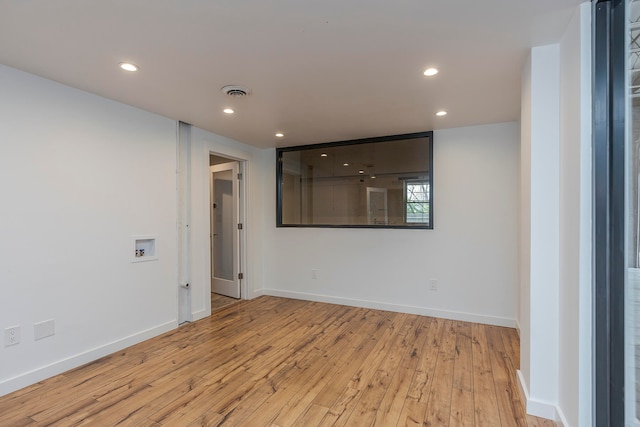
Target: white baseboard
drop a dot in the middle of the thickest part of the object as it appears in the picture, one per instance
(422, 311)
(538, 408)
(200, 314)
(256, 293)
(28, 378)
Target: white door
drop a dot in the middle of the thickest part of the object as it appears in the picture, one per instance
(225, 235)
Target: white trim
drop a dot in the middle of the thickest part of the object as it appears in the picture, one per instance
(256, 293)
(422, 311)
(201, 314)
(28, 378)
(538, 408)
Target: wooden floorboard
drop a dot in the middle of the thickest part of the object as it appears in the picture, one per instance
(278, 362)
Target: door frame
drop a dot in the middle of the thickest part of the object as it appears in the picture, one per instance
(242, 219)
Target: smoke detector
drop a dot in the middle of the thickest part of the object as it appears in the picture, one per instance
(235, 91)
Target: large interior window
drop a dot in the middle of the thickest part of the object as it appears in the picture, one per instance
(381, 182)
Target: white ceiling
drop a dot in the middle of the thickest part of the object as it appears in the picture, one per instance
(319, 71)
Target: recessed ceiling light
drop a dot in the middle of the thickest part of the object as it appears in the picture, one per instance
(430, 72)
(127, 66)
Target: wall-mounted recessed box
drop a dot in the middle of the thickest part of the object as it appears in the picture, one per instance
(145, 248)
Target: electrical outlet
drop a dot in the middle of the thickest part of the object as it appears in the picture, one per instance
(12, 336)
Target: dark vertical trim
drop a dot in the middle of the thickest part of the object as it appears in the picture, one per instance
(619, 42)
(601, 213)
(278, 188)
(609, 106)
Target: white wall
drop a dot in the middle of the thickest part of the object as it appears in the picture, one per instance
(79, 176)
(539, 291)
(472, 251)
(575, 222)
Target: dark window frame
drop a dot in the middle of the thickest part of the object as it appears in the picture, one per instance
(279, 173)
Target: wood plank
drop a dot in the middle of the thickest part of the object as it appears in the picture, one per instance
(415, 405)
(508, 395)
(439, 400)
(279, 362)
(462, 405)
(485, 397)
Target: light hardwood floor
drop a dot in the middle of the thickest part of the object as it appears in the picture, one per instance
(280, 362)
(218, 301)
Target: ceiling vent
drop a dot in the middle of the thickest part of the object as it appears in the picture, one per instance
(235, 91)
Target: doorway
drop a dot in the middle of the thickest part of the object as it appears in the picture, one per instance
(226, 224)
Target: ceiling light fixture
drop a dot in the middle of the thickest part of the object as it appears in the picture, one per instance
(430, 72)
(127, 66)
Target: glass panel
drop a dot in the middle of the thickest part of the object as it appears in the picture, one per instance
(223, 226)
(632, 300)
(357, 183)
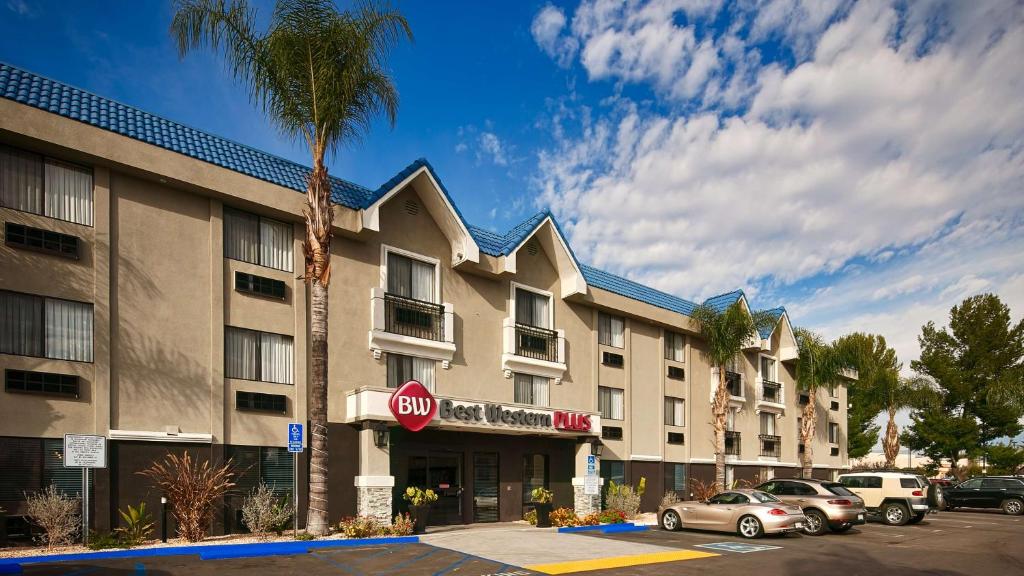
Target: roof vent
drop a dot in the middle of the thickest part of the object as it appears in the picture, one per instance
(412, 207)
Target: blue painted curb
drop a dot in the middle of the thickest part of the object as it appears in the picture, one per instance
(210, 551)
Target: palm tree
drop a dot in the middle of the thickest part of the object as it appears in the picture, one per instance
(318, 74)
(818, 364)
(725, 334)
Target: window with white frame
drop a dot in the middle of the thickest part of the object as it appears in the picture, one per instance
(531, 389)
(675, 410)
(256, 240)
(610, 330)
(265, 357)
(532, 309)
(674, 343)
(45, 327)
(42, 186)
(411, 278)
(610, 403)
(401, 369)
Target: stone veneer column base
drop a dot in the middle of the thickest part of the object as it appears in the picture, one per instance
(373, 497)
(585, 503)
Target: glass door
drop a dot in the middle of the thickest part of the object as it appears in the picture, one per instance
(485, 487)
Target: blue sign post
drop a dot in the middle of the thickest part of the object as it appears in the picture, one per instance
(295, 447)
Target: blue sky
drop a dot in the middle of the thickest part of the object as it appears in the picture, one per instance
(861, 163)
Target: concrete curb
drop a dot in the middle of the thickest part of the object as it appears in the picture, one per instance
(210, 551)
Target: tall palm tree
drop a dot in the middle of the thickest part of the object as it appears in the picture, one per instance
(318, 74)
(725, 334)
(818, 364)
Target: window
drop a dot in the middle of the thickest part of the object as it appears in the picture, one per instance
(39, 240)
(42, 186)
(611, 433)
(675, 477)
(260, 402)
(45, 327)
(674, 411)
(674, 343)
(610, 330)
(531, 389)
(411, 278)
(611, 359)
(259, 286)
(40, 382)
(258, 356)
(257, 240)
(609, 403)
(401, 369)
(532, 309)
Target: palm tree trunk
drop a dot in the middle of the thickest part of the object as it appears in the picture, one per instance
(891, 443)
(317, 258)
(719, 411)
(808, 423)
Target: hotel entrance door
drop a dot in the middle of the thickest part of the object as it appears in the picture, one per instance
(440, 471)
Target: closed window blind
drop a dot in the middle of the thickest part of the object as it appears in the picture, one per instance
(257, 240)
(531, 389)
(401, 369)
(258, 356)
(609, 403)
(675, 411)
(410, 278)
(610, 330)
(531, 309)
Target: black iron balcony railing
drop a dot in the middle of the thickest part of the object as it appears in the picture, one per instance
(770, 392)
(770, 445)
(731, 443)
(539, 343)
(734, 383)
(410, 317)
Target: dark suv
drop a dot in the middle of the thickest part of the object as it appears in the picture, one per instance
(988, 492)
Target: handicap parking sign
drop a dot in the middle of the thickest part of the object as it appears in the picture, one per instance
(295, 437)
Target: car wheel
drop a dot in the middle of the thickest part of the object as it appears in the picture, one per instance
(750, 527)
(816, 523)
(671, 522)
(895, 513)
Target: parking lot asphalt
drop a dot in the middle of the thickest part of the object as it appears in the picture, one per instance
(949, 543)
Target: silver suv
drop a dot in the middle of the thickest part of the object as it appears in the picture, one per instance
(827, 505)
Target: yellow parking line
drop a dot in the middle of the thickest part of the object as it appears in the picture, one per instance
(616, 562)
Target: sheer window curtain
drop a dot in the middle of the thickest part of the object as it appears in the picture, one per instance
(20, 180)
(69, 193)
(20, 324)
(69, 330)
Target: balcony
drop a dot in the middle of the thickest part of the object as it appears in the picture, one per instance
(732, 443)
(532, 350)
(412, 327)
(771, 446)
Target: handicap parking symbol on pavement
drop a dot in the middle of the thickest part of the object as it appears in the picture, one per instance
(740, 547)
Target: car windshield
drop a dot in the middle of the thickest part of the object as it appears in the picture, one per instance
(837, 489)
(763, 497)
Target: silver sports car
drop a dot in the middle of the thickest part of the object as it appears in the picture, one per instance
(749, 512)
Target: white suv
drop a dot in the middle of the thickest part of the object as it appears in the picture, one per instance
(896, 497)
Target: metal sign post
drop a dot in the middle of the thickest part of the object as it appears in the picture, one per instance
(295, 447)
(85, 451)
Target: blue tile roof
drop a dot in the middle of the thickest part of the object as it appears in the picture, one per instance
(31, 89)
(37, 91)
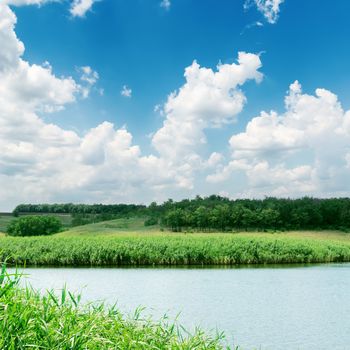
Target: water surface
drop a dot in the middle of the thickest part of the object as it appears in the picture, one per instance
(272, 308)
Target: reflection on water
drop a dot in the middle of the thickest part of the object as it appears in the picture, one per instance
(290, 307)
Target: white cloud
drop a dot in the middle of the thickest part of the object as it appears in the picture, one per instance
(79, 8)
(269, 8)
(89, 78)
(126, 92)
(302, 151)
(40, 161)
(208, 99)
(166, 4)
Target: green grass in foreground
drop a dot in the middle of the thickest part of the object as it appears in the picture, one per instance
(174, 249)
(29, 320)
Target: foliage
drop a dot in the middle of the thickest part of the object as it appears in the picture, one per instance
(70, 208)
(34, 226)
(173, 249)
(215, 213)
(31, 320)
(151, 221)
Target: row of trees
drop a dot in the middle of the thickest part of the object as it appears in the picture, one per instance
(70, 208)
(34, 226)
(271, 213)
(216, 212)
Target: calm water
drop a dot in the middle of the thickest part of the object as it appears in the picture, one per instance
(262, 308)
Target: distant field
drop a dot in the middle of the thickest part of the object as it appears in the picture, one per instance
(118, 226)
(5, 219)
(128, 242)
(163, 248)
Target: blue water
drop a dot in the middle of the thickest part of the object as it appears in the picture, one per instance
(271, 308)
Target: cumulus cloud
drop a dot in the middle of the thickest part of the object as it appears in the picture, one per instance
(126, 92)
(269, 8)
(302, 151)
(88, 78)
(79, 8)
(208, 99)
(40, 161)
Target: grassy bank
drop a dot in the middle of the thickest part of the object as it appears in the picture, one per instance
(170, 249)
(31, 321)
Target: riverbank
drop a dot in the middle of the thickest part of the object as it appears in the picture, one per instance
(174, 249)
(28, 319)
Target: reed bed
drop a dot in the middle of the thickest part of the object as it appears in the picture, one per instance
(29, 320)
(192, 249)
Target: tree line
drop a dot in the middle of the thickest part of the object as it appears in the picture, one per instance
(221, 213)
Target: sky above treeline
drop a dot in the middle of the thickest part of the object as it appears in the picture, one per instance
(107, 101)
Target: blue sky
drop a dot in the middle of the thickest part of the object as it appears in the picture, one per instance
(146, 47)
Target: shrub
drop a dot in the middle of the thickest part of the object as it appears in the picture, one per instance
(34, 226)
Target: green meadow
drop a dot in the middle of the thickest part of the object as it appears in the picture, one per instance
(29, 320)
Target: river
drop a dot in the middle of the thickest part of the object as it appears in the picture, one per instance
(267, 308)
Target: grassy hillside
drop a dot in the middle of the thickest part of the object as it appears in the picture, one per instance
(118, 226)
(5, 219)
(135, 249)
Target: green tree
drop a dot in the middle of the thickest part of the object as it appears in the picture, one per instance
(34, 226)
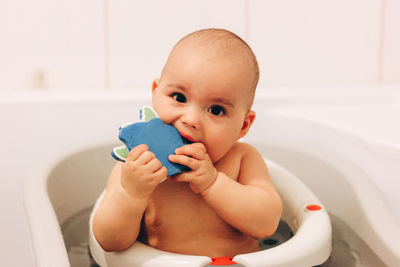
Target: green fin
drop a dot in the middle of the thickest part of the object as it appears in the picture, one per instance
(147, 114)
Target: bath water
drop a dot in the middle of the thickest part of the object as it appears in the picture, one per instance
(348, 248)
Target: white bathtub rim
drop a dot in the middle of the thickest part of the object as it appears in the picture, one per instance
(43, 227)
(44, 169)
(370, 198)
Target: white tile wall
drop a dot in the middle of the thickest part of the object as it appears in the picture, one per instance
(53, 44)
(124, 43)
(391, 42)
(316, 41)
(142, 33)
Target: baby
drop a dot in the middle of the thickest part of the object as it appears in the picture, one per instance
(227, 201)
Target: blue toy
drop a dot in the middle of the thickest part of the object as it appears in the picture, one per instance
(162, 140)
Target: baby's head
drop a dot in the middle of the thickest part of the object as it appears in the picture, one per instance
(207, 88)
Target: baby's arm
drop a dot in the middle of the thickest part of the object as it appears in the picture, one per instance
(116, 224)
(250, 204)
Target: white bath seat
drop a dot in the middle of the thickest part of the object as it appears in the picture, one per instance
(311, 244)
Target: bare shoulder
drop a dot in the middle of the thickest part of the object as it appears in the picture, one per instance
(253, 169)
(246, 151)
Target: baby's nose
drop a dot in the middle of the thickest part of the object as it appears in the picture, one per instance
(192, 118)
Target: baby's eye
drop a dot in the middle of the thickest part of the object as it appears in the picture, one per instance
(217, 110)
(179, 97)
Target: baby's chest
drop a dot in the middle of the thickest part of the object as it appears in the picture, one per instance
(174, 208)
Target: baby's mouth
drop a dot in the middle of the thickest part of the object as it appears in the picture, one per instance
(187, 139)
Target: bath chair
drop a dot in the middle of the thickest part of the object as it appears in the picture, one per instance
(311, 244)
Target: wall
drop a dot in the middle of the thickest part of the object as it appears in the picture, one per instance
(72, 44)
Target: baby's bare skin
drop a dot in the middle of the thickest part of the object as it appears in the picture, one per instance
(179, 221)
(226, 201)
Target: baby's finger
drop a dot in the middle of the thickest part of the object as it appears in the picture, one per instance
(183, 177)
(184, 160)
(154, 165)
(161, 174)
(145, 157)
(136, 152)
(195, 150)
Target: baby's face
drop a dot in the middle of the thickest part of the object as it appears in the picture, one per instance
(205, 96)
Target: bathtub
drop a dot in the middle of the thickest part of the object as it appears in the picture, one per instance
(343, 143)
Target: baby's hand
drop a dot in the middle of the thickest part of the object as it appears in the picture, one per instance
(202, 174)
(142, 172)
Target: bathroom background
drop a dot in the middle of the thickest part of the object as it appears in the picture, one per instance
(105, 45)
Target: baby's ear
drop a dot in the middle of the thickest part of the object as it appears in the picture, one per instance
(247, 122)
(155, 84)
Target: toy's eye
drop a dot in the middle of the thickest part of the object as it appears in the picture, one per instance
(217, 110)
(179, 97)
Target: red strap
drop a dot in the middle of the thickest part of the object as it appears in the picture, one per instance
(222, 261)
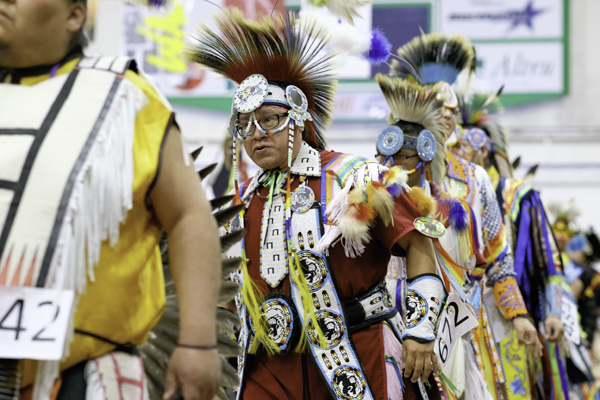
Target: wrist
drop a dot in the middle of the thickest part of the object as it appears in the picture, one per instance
(424, 301)
(197, 347)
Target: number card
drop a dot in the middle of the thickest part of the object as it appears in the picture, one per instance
(33, 322)
(569, 318)
(456, 320)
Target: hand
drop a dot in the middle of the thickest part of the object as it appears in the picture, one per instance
(197, 372)
(527, 335)
(418, 359)
(554, 329)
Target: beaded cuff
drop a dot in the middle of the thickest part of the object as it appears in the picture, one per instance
(424, 300)
(509, 299)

..............................

Every line above that holds the string "white" should be returned.

◆ Answer box
Target: white baseboard
Target: white door
Target: white trim
Target: white ceiling
Target: white wall
Target: window with white frame
Target: white suv
Target: white cloud
Target: white bathtub rim
Target: white tile wall
Target: white bath seat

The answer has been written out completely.